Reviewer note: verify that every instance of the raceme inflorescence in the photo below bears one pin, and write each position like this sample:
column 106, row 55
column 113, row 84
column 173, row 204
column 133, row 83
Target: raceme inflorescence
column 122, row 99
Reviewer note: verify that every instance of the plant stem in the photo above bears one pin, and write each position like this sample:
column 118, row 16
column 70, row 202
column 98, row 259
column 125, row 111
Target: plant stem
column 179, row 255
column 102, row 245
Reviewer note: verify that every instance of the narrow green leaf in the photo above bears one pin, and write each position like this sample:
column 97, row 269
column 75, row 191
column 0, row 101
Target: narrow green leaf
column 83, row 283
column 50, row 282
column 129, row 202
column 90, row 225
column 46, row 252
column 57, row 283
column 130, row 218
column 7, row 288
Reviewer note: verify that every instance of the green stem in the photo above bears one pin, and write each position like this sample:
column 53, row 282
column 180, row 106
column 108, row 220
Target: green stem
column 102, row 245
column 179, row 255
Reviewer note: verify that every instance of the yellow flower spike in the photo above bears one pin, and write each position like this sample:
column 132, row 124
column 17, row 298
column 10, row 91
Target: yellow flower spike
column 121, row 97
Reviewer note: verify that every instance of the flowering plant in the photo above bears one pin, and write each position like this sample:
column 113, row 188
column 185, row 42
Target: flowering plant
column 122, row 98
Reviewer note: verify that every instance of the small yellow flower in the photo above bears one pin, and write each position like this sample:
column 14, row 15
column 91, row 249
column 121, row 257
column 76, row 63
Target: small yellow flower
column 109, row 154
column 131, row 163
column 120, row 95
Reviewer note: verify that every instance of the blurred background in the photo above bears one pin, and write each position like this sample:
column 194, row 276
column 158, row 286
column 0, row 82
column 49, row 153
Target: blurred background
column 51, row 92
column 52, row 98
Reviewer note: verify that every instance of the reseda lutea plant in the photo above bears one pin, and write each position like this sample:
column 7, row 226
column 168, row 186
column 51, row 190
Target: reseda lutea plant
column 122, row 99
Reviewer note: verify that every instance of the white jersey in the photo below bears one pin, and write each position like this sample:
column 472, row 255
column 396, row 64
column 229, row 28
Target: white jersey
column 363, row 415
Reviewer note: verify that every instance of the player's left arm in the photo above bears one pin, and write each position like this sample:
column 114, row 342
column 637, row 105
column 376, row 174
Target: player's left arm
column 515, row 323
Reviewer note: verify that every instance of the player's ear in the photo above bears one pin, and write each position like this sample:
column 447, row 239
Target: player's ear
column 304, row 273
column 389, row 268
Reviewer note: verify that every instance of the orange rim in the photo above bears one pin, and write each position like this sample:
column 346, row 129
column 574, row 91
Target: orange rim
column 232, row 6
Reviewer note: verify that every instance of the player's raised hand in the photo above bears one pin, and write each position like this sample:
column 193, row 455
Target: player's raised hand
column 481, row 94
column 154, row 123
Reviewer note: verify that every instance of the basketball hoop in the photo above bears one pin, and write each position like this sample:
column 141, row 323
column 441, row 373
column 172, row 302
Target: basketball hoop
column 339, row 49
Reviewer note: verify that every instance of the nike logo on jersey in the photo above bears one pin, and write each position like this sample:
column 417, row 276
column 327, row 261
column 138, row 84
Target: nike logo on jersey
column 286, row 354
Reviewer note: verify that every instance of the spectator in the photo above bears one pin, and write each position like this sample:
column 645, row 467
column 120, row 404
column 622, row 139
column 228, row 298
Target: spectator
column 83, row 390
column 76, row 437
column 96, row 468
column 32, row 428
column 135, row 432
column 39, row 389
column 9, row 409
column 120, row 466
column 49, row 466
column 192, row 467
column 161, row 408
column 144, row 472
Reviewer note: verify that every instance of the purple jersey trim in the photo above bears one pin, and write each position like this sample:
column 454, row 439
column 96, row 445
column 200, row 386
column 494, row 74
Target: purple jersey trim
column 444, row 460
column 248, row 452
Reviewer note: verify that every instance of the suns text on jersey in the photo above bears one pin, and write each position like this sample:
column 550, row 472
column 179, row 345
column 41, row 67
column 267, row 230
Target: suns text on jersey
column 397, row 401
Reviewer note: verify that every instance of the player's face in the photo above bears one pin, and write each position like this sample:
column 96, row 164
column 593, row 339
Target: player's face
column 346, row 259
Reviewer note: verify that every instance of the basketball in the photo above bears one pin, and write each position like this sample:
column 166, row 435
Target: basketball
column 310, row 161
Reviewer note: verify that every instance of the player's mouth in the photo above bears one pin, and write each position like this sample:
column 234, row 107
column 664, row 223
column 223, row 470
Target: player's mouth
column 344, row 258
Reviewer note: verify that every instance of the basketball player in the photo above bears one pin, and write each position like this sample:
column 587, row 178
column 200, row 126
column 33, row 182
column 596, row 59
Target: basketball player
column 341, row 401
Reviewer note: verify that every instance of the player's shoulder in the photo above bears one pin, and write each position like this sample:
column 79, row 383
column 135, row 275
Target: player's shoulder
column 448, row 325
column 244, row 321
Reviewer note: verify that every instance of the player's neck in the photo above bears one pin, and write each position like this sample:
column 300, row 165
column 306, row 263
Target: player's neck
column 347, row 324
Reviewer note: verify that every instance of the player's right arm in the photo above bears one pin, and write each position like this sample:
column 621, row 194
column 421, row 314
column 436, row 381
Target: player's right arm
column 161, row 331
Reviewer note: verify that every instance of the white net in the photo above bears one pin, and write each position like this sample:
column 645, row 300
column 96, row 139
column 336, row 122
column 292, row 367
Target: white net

▸ WHAT IS NEEDED: Copy out each line above, character for character.

▸ IN RESPONSE:
Reviewer note: verify that every instance of the raceme inflorescence in the photo below bears one pin, and write each position like this sample:
column 106, row 55
column 113, row 84
column 173, row 204
column 133, row 83
Target: raceme inflorescence
column 122, row 99
Reviewer note: verify that every instance of the plant stem in the photo above bears one pin, and write each position like this sample:
column 118, row 16
column 70, row 202
column 98, row 259
column 125, row 111
Target: plant stem
column 179, row 255
column 102, row 245
Reviewer note: verify that every instance of the narrow green leaf in the photo above bears one pin, and write each position like this sample:
column 97, row 269
column 75, row 191
column 0, row 101
Target: narrow green leaf
column 83, row 283
column 50, row 282
column 129, row 202
column 90, row 225
column 46, row 252
column 57, row 283
column 130, row 218
column 7, row 288
Reviewer note: verify that every instance of the green stem in the photo above bears one pin, and write each position like this sample:
column 53, row 282
column 180, row 106
column 108, row 220
Target: green stem
column 102, row 245
column 179, row 255
Reviewer note: verify that every instance of the yellow flower spike in the photo above bears one pin, and write each position like this sample:
column 132, row 124
column 17, row 298
column 10, row 91
Target: yellow flower spike
column 121, row 97
Reviewer note: verify that every instance of the flowering plant in the photo above bears one pin, and write each position like this sample:
column 113, row 188
column 185, row 42
Target: flowering plant
column 122, row 98
Reviewer note: verify that every instance of the small yellow flower in the photo above bears one pin, and write each position like this sample:
column 14, row 15
column 91, row 249
column 121, row 257
column 76, row 63
Target: small yellow flower
column 109, row 154
column 131, row 163
column 120, row 95
Reviewer note: verify that every instance of the blurred background in the photo above bears one pin, and write each position like this sample:
column 194, row 276
column 158, row 286
column 0, row 82
column 49, row 153
Target: blurred background
column 51, row 92
column 52, row 98
Reviewer note: verify that every instance of the reseda lutea plant in the photo above bears one pin, and write each position like this sample:
column 7, row 226
column 168, row 186
column 51, row 190
Target: reseda lutea plant
column 122, row 99
Reviewer note: verify that every instance of the white jersey in the photo below bears one pin, and write each position like this sample:
column 472, row 255
column 396, row 64
column 229, row 28
Target: white jersey
column 363, row 415
Reviewer note: verify that every instance of the player's left arm in the photo above bears one pin, and write each position like this sample:
column 114, row 342
column 637, row 105
column 376, row 174
Target: player's left arm
column 515, row 323
Reviewer note: verify that every instance of the player's ear in the photo above bears one pin, and write each position like this sample:
column 447, row 239
Target: player's ear
column 304, row 273
column 389, row 268
Reviewer note: verify that every instance of the orange rim in the photo above bears one pin, and write each position like this sample:
column 346, row 129
column 574, row 91
Target: orange rim
column 232, row 6
Reviewer note: verify that every instance of the player's raised hand in the photo above bears one pin, and write each position like this sample:
column 193, row 455
Target: player's raised hand
column 481, row 94
column 154, row 123
Reviewer note: verify that every instance of the basketball hoop in the photo above bears one pin, and write each position like this sample:
column 141, row 323
column 441, row 373
column 172, row 302
Target: basketball hoop
column 339, row 49
Reviewer note: verify that every instance of the nike logo on jersey in the photo above bears one pin, and write each position like this sample:
column 417, row 276
column 327, row 261
column 138, row 84
Target: nike logo on jersey
column 286, row 354
Reviewer note: verify that every instance of the spectator in the photo above bears one pin, and write each position like this sample:
column 645, row 467
column 120, row 404
column 622, row 139
column 228, row 298
Target: spectator
column 83, row 390
column 76, row 437
column 96, row 468
column 32, row 428
column 135, row 432
column 39, row 389
column 9, row 409
column 120, row 466
column 49, row 466
column 192, row 467
column 161, row 408
column 144, row 472
Reviewer note: verify that every instance of the purple jersey trim in the photo above bears one pin, and write each position like this sample:
column 454, row 439
column 96, row 445
column 200, row 386
column 494, row 74
Target: purple jersey trim
column 444, row 460
column 248, row 452
Reviewer note: verify that every instance of the suns text on jersey in the photo above bears one pin, and write each position like this sample:
column 550, row 472
column 179, row 345
column 41, row 67
column 267, row 230
Target: suns text on jersey
column 397, row 401
Reviewer note: verify that every instance of the player's face in the photo above bears one pin, and write each position like this sample:
column 96, row 164
column 593, row 339
Target: player's face
column 346, row 259
Reviewer note: verify that every instance of the basketball in the photo above bears one pin, and write each position like this sample:
column 166, row 435
Target: basketball
column 310, row 161
Reviewer note: verify that every instance of the player's mouth in the photo above bears one pin, and write each position like this sample:
column 234, row 107
column 664, row 223
column 223, row 470
Target: player's mouth
column 344, row 258
Reviewer note: verify that every instance of the basketball player in the photo above bears one pin, and write each position like this sample:
column 587, row 178
column 200, row 126
column 33, row 182
column 596, row 59
Target: basketball player
column 341, row 401
Reviewer note: verify that every instance of the player's shoulder in the photo above bears one pin, and write each position like this sample:
column 79, row 383
column 135, row 275
Target: player's shoulder
column 448, row 325
column 244, row 321
Reviewer note: verify that every instance of the player's neck in the photo above bears one pin, and write each position like this sample:
column 300, row 165
column 306, row 263
Target: player's neck
column 347, row 324
Reviewer note: verify that every instance of the player's right arm in the photo above bears one pin, and write each position like this sample:
column 621, row 194
column 421, row 314
column 436, row 381
Target: player's right arm
column 161, row 331
Reviewer note: verify that every instance of the white net in the photo above bears one pin, and write each position like this sample:
column 645, row 300
column 96, row 139
column 336, row 122
column 292, row 367
Target: white net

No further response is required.